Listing
========================================================================
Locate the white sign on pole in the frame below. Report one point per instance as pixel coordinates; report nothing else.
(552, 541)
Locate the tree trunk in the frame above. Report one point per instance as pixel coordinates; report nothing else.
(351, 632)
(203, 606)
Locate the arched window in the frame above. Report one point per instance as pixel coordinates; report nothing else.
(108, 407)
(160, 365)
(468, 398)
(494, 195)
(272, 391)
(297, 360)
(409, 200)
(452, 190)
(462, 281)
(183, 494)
========================================================================
> **Stated exercise**: Render the listing above as a Markdown table with the columns Number and Listing line, giving each line its own row and skipping blank lines.

> **The reply**:
| Number | Listing line |
|---|---|
| 1 | Locate the white sign on pole in the frame below. Report one point per instance as pixel coordinates; report nothing else. |
| 2 | (552, 541) |
| 3 | Locate the tree trunk in the frame above. Report one point per instance as pixel coordinates; report nothing else. |
| 4 | (351, 632) |
| 5 | (203, 606) |
| 6 | Locate the arched window in the frame above. Report one point per instance as pixel coordinates; report nothing else. |
| 7 | (108, 407) |
| 8 | (160, 365) |
| 9 | (468, 398) |
| 10 | (494, 195) |
| 11 | (272, 391) |
| 12 | (297, 360) |
| 13 | (409, 200) |
| 14 | (452, 190) |
| 15 | (462, 281) |
| 16 | (183, 494) |